_Task goal:_ Extract every line from each of the records below and reproduce it word for word.

_Boundary labeling items:_

--- Start ---

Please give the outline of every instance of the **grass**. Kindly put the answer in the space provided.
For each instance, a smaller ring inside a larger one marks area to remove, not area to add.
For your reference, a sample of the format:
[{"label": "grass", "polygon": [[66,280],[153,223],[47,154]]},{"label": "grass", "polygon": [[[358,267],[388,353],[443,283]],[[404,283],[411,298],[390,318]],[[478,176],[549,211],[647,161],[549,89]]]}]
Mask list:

--- End ---

_Exercise output:_
Please give the outline of every instance of the **grass**. Kindly put the answer in the space provided.
For each instance, a smaller ring inside a larger one marks area to remove, not area to add.
For your reference, a sample of the format:
[{"label": "grass", "polygon": [[66,280],[153,223],[47,154]]},{"label": "grass", "polygon": [[[358,267],[388,353],[443,283]],[[404,283],[411,298],[390,318]],[[478,176],[549,211],[647,161],[549,89]]]}]
Mask list:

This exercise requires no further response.